Collect every line of the material below that contains the word "with" and copy each one out in full. Case counts.

[start SOURCE DATA]

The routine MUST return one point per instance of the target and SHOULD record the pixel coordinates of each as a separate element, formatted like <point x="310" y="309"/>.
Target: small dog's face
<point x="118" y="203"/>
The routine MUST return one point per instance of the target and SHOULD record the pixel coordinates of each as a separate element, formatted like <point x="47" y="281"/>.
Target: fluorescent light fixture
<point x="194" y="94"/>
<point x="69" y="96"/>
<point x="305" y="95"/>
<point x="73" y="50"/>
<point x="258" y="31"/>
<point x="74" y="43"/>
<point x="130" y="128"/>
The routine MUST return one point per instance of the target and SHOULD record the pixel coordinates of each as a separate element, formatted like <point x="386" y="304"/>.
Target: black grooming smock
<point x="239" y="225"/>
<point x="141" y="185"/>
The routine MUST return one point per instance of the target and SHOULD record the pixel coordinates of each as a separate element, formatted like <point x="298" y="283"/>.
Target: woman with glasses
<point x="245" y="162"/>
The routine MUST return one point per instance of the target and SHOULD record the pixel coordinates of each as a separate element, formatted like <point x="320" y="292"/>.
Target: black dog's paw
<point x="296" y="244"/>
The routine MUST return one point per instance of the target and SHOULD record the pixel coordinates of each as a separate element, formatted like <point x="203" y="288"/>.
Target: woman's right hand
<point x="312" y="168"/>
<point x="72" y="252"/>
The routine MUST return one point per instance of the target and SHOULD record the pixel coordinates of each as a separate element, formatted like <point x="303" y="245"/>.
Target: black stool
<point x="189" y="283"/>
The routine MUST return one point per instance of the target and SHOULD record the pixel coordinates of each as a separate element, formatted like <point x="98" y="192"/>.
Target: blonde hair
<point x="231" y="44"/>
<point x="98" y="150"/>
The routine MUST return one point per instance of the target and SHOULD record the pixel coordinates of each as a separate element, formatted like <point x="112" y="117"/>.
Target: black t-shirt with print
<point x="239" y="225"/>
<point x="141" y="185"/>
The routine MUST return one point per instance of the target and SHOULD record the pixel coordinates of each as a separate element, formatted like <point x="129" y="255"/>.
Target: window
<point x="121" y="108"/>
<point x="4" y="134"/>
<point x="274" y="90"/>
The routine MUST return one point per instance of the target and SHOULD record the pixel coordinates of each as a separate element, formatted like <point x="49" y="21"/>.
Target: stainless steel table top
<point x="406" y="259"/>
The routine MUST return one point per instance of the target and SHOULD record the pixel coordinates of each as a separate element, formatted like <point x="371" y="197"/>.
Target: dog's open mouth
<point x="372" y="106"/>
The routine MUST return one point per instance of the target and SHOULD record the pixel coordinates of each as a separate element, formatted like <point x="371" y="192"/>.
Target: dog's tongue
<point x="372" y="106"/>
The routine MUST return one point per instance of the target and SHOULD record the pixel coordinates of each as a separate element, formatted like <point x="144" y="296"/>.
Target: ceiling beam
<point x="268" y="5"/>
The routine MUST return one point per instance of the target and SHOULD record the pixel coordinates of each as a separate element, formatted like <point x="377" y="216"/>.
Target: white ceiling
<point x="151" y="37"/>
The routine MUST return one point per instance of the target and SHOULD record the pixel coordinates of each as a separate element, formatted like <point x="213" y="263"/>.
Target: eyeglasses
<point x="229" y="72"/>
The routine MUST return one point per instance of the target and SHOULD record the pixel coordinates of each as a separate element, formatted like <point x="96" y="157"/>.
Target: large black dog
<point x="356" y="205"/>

[end SOURCE DATA]

__TASK RESULT__
Target: woman with glasses
Target: black t-shirt with print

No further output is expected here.